:: Exercise instructions ::
Copy the lines below word for word, with no changes.

:: Material to process ::
▼

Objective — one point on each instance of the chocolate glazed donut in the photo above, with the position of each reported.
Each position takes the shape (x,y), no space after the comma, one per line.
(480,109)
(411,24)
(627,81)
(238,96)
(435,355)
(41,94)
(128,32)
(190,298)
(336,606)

▲

:: Response to the exercise ::
Objective — one point on each instance of the chocolate glazed donut in the photo above, with the position of each reported.
Each position takes the shape (x,y), no space after the comma, one per line.
(480,109)
(411,24)
(627,81)
(238,96)
(435,355)
(41,94)
(128,32)
(190,298)
(336,606)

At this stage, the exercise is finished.